• What is expected:
Tally the lines in the rows below where the word "that" appears. Give only the count.

• Listing:
=-=-=
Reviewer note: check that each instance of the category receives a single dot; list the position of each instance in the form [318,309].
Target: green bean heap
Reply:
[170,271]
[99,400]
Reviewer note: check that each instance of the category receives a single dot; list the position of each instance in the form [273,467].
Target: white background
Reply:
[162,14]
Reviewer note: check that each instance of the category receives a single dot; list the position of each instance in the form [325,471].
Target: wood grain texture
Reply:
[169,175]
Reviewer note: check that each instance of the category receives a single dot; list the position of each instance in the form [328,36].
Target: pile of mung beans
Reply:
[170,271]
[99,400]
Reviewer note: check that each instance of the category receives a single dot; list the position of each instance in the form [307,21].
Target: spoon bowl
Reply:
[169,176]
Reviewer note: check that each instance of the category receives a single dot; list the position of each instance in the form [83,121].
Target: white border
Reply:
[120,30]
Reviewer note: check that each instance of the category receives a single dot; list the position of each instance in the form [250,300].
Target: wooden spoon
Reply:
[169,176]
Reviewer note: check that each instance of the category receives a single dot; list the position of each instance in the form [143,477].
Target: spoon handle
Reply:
=-=-=
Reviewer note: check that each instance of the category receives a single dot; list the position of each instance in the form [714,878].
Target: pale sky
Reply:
=-=-=
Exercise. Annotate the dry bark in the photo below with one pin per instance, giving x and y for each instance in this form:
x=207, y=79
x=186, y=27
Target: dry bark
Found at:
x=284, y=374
=-=-=
• Response to this exercise:
9